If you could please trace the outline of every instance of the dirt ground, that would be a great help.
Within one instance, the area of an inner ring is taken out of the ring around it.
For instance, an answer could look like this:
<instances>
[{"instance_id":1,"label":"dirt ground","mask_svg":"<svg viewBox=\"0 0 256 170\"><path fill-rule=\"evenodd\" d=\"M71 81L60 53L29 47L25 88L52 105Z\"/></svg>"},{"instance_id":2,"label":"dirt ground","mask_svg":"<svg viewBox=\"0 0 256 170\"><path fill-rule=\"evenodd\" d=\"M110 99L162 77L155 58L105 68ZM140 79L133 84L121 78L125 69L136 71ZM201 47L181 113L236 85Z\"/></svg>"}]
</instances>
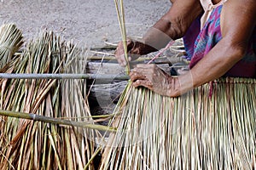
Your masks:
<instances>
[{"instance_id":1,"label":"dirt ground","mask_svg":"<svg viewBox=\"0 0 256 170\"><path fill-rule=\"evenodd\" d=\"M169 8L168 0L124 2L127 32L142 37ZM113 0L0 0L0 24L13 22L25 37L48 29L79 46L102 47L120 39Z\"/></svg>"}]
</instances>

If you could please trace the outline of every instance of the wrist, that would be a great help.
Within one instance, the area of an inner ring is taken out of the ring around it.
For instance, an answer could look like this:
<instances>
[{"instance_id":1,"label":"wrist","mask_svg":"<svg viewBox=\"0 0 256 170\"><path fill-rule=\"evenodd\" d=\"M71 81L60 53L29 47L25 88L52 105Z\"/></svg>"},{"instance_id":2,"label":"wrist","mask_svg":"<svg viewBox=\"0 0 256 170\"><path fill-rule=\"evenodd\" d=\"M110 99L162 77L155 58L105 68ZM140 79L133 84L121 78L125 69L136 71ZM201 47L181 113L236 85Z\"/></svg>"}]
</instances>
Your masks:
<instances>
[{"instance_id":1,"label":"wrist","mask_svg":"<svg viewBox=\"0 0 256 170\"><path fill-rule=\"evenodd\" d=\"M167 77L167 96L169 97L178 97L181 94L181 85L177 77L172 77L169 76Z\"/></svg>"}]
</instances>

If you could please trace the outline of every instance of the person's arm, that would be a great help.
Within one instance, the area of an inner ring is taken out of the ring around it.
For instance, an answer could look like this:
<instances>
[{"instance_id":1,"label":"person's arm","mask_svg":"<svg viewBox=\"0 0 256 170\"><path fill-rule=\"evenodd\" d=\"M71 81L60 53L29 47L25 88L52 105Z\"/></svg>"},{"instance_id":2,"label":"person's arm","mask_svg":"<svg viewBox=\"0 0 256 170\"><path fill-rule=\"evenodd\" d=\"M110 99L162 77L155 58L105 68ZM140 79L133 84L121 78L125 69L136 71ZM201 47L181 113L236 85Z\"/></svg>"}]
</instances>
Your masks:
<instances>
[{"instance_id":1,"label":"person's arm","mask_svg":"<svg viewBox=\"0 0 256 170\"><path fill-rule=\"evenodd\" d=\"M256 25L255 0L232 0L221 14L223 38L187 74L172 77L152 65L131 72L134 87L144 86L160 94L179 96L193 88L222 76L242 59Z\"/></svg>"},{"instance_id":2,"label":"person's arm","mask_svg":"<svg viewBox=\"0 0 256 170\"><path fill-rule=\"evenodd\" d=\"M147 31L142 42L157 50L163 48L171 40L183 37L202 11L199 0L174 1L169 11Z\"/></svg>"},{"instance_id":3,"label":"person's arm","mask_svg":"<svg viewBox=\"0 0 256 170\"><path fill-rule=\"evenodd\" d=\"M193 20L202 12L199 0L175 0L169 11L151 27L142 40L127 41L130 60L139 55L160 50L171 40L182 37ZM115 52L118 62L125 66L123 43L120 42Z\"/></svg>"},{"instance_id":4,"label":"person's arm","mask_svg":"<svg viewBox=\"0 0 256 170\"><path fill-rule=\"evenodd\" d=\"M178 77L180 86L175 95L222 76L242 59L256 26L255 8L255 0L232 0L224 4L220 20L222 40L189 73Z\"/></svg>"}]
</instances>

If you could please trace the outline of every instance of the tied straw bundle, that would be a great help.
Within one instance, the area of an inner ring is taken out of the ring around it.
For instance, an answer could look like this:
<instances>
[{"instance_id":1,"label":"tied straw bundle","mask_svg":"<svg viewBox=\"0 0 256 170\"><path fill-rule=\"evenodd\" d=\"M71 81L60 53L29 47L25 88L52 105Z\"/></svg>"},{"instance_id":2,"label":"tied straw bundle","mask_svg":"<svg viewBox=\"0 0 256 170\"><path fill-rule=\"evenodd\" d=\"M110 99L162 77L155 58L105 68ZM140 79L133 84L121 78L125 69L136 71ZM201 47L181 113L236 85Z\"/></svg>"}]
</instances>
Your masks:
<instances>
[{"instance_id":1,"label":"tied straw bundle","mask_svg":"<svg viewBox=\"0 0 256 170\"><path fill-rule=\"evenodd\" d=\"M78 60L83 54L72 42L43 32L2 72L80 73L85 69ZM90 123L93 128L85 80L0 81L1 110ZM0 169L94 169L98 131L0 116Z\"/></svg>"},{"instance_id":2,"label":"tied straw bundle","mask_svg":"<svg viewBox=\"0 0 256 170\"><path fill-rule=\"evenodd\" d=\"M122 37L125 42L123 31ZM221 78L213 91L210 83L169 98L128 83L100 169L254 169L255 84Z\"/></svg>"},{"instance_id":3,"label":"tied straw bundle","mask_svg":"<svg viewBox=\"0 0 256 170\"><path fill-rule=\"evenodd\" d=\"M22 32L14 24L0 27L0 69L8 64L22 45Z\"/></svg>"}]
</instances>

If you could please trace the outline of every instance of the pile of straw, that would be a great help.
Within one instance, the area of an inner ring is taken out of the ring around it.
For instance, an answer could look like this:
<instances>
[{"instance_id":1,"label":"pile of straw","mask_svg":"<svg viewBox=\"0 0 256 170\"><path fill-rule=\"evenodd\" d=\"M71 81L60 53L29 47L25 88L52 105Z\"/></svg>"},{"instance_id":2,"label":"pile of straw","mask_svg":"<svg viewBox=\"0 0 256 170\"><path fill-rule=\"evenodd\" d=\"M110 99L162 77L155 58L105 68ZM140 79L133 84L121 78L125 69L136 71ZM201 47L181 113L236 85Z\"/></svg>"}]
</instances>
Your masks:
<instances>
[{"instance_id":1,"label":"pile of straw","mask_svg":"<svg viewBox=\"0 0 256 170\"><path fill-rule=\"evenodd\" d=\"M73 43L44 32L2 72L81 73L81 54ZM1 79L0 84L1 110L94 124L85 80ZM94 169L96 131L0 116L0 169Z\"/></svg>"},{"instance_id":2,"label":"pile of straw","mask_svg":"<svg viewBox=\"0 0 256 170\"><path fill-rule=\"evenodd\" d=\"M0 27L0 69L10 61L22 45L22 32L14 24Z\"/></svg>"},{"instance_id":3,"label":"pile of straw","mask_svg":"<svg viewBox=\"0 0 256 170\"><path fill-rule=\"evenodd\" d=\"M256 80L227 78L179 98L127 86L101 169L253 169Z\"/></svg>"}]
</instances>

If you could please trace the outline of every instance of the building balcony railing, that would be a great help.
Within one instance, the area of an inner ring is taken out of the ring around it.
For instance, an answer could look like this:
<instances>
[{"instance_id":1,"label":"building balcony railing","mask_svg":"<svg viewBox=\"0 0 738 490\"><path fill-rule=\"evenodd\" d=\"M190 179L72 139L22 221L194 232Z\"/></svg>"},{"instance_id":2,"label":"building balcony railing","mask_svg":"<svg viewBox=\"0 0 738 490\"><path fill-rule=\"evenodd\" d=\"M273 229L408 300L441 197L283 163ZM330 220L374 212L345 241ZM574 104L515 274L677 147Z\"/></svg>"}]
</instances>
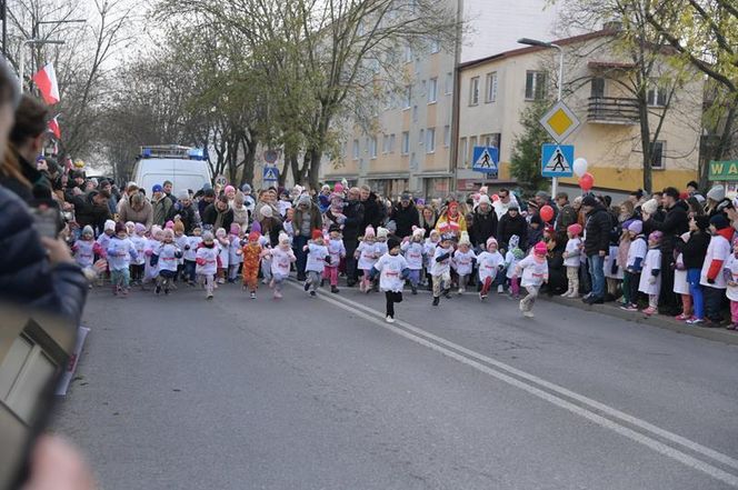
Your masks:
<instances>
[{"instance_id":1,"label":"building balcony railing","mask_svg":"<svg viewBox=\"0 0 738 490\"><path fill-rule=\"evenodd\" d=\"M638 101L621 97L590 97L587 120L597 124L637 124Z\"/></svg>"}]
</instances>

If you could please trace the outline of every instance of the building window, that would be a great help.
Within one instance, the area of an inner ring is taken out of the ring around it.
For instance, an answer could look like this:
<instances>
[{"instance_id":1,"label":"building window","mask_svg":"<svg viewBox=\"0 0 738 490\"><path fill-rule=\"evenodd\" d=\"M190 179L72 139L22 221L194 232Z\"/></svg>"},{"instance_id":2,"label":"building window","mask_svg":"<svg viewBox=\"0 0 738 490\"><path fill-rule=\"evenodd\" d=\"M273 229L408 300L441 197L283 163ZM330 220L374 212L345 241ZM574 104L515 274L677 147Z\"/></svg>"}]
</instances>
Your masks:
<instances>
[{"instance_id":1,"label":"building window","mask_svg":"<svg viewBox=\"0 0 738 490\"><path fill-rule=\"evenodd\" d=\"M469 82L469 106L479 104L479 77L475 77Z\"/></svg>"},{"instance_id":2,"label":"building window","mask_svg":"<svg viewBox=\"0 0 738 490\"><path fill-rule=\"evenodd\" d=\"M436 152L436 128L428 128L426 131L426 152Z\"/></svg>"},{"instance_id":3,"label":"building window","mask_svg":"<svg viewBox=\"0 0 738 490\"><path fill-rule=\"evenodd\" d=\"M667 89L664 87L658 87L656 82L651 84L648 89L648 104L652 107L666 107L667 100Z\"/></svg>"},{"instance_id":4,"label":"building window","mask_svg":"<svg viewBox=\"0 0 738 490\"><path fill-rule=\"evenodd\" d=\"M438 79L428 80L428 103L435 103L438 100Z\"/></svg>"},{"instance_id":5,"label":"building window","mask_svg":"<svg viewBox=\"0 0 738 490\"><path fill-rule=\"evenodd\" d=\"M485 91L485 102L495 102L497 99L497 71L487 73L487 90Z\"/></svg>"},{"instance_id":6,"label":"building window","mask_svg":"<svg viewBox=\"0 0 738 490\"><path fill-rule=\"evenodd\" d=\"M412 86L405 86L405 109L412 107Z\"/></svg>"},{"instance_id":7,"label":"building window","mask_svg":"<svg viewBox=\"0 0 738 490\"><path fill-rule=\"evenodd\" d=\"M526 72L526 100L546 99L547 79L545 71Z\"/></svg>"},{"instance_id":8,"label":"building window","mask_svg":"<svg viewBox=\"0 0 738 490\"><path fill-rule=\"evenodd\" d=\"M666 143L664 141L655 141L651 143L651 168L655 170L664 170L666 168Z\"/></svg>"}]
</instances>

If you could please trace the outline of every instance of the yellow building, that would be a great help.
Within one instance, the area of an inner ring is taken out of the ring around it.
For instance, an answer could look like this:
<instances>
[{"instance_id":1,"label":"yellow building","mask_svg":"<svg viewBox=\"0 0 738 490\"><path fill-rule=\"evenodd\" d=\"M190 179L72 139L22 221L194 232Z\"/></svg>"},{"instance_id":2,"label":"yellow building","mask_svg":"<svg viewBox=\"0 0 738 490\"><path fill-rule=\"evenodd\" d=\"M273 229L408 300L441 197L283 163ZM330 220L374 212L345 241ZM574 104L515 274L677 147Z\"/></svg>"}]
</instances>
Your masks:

■ ■ ■

→ Work to do:
Starting at the line that contains "building, that would be a great help.", quote each remaining line of the entries above, unchanged.

→ Written response:
If you could please trace the outline of every instance of the yellow building, that would be a great help.
Within one instance, the area of an inner ring is taken out of the ring around it.
For instance, an answer could look like this:
<instances>
[{"instance_id":1,"label":"yellow building","mask_svg":"<svg viewBox=\"0 0 738 490\"><path fill-rule=\"evenodd\" d=\"M190 179L72 139L22 221L194 232Z\"/></svg>"},{"instance_id":2,"label":"yellow building","mask_svg":"<svg viewBox=\"0 0 738 490\"><path fill-rule=\"evenodd\" d=\"M273 229L408 300L441 197L283 163ZM330 220L374 212L345 241ZM574 104L515 274L677 147Z\"/></svg>"}]
</instances>
Your masks:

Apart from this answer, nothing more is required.